- **Extrait**
——————————

Les preuves chiffrées de l’inefficacité de la fessée

Dernière mise à jour 10/06/14 | Article
Les preuves chiffrées de l’inefficacité de la fessée
Ce châtiment corporel fait l’objet d’une polémique quant à sa légitimité. Mais qu’en est-il des résultats qu’elle permet (ou pas) d’obtenir?

La fessée? Ce sont des «coups de main ou de verges donnés sur les fesses». On donne une fessée. Ou on la reçoit.L’un des synonymes de fesser est fouetter. C’est dire si, dans cette affaire, il est question de violence. Au même titre que la gifle ou, sur un mode mineur, que le pincement appuyé de l’un des deux lobes de l’oreille, la fessée est à ranger au rayon des «châtiments corporels». Ces punitions, qui visent généralement les enfants, sont officiellement interdites dans les lois de vingt-trois pays de l’Union européenne – la France faisant exception.

Pratiques «éducatives»

Aux Etats-Unis, on estime aujourd’hui que près de la moitié des parents ont recours aux châtiments corporels, la gifle comme la fessée. Un groupe de chercheurs américains du Texas a voulu en savoir plus sur ce sujet. Non pas sur la légitimité de ces châtiments, mais sur leur efficacité pour ce qui est des changements ultérieurs de comportement. Ces chercheurs viennent de présenter leurs conclusions dans le Journal of Family Psychology, revue de l’American Psychological Association1. Et leurs conclusions raviront celles et ceux qui estiment que de telles pratiques «éducatives» n’ont plus aujourd’hui droit de cité.

——————————

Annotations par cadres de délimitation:
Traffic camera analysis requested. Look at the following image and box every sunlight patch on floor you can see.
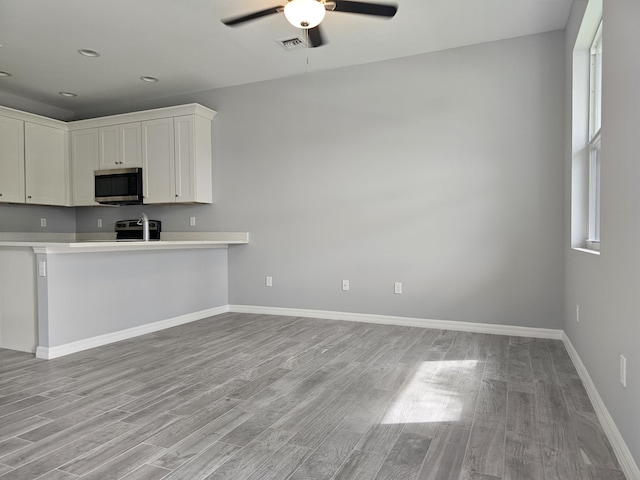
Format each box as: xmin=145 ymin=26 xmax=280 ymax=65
xmin=380 ymin=360 xmax=478 ymax=424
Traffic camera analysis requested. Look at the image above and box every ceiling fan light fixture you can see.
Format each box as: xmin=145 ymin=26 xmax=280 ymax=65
xmin=284 ymin=0 xmax=326 ymax=29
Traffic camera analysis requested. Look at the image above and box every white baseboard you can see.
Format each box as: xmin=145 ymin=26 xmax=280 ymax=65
xmin=229 ymin=305 xmax=562 ymax=340
xmin=562 ymin=333 xmax=640 ymax=480
xmin=36 ymin=305 xmax=229 ymax=360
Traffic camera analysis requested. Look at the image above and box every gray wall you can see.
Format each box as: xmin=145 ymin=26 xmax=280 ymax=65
xmin=564 ymin=0 xmax=640 ymax=462
xmin=0 ymin=204 xmax=76 ymax=233
xmin=77 ymin=32 xmax=564 ymax=328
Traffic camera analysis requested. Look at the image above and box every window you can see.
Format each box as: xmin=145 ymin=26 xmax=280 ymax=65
xmin=586 ymin=21 xmax=602 ymax=250
xmin=571 ymin=0 xmax=606 ymax=254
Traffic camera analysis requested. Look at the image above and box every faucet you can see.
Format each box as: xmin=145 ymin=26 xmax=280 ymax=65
xmin=138 ymin=213 xmax=149 ymax=242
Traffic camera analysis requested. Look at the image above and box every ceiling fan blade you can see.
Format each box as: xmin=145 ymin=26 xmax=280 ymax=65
xmin=332 ymin=0 xmax=398 ymax=18
xmin=222 ymin=6 xmax=283 ymax=27
xmin=307 ymin=25 xmax=324 ymax=48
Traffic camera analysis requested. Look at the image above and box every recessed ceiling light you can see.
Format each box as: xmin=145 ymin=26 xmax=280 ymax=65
xmin=78 ymin=48 xmax=100 ymax=57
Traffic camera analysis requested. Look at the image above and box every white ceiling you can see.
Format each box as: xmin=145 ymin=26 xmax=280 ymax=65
xmin=0 ymin=0 xmax=572 ymax=111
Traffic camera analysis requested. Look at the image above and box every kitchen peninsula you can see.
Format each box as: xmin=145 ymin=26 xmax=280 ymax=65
xmin=0 ymin=232 xmax=248 ymax=359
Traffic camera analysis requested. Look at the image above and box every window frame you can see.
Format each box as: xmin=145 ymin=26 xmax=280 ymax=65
xmin=586 ymin=19 xmax=602 ymax=250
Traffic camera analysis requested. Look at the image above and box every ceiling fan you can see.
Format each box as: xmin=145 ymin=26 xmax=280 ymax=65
xmin=222 ymin=0 xmax=398 ymax=47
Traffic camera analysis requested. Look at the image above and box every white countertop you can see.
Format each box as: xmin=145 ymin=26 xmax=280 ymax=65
xmin=0 ymin=232 xmax=249 ymax=253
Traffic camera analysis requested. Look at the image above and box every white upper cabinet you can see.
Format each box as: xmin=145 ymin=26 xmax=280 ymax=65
xmin=142 ymin=115 xmax=212 ymax=203
xmin=0 ymin=104 xmax=216 ymax=206
xmin=142 ymin=118 xmax=177 ymax=203
xmin=71 ymin=128 xmax=100 ymax=207
xmin=0 ymin=116 xmax=25 ymax=203
xmin=174 ymin=115 xmax=213 ymax=203
xmin=99 ymin=122 xmax=142 ymax=170
xmin=24 ymin=122 xmax=70 ymax=205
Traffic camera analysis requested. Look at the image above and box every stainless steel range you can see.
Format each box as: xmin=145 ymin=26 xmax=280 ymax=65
xmin=116 ymin=218 xmax=162 ymax=242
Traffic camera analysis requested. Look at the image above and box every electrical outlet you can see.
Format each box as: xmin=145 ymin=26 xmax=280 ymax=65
xmin=620 ymin=355 xmax=627 ymax=388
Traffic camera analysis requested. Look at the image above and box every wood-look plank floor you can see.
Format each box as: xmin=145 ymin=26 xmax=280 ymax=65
xmin=0 ymin=313 xmax=624 ymax=480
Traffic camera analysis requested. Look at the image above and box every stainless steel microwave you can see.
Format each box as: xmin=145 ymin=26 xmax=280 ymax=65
xmin=95 ymin=168 xmax=143 ymax=205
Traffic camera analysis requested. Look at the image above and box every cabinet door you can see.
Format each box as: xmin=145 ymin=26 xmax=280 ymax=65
xmin=99 ymin=125 xmax=120 ymax=170
xmin=24 ymin=122 xmax=69 ymax=205
xmin=99 ymin=122 xmax=142 ymax=170
xmin=71 ymin=128 xmax=100 ymax=207
xmin=0 ymin=117 xmax=25 ymax=203
xmin=119 ymin=122 xmax=142 ymax=168
xmin=142 ymin=118 xmax=176 ymax=203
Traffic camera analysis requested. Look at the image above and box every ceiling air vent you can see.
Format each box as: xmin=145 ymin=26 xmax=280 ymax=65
xmin=276 ymin=37 xmax=307 ymax=50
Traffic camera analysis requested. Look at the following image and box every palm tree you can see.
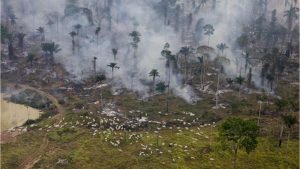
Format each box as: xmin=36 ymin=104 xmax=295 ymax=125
xmin=161 ymin=42 xmax=175 ymax=113
xmin=17 ymin=32 xmax=26 ymax=50
xmin=129 ymin=31 xmax=141 ymax=54
xmin=203 ymin=24 xmax=215 ymax=46
xmin=235 ymin=76 xmax=245 ymax=97
xmin=41 ymin=42 xmax=61 ymax=65
xmin=111 ymin=48 xmax=118 ymax=61
xmin=36 ymin=27 xmax=45 ymax=42
xmin=266 ymin=74 xmax=274 ymax=91
xmin=149 ymin=69 xmax=159 ymax=91
xmin=27 ymin=53 xmax=35 ymax=66
xmin=93 ymin=57 xmax=97 ymax=74
xmin=284 ymin=6 xmax=299 ymax=38
xmin=179 ymin=46 xmax=193 ymax=80
xmin=257 ymin=95 xmax=267 ymax=126
xmin=107 ymin=62 xmax=120 ymax=79
xmin=69 ymin=31 xmax=77 ymax=54
xmin=217 ymin=43 xmax=228 ymax=56
xmin=73 ymin=24 xmax=82 ymax=35
xmin=155 ymin=82 xmax=167 ymax=93
xmin=95 ymin=26 xmax=101 ymax=45
xmin=129 ymin=31 xmax=141 ymax=87
xmin=6 ymin=33 xmax=16 ymax=60
xmin=282 ymin=114 xmax=297 ymax=158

——————————

- **Tâches à réaliser**
a - D'après l'article sur la fessée :
(i) Dans combien de pays de l'Union européenne les châtiments corporels sont-ils officiellement interdits par la loi ?
(ii) Quelle part des parents américains y aurait recours aujourd'hui ?
(iii) Dans quelle revue les chercheurs du Texas ont-ils présenté leurs conclusions ?
b - Recopiez l'article sur la fessée de « Dernière mise à » à « (ou pas) d’obtenir? » en substituant « controverse » à « polémique ».
Ce matériel est sans rapport avec l'article.

- **Réponses attendues**
a -
(i) Vingt-trois pays.
(ii) Près de la moitié.
(iii) Le Journal of Family Psychology.

b -
Dernière mise à jour 10/06/14 | Article
Les preuves chiffrées de l’inefficacité de la fessée
Ce châtiment corporel fait l’objet d’une controverse quant à sa légitimité. Mais qu’en est-il des résultats qu’elle permet (ou pas) d’obtenir?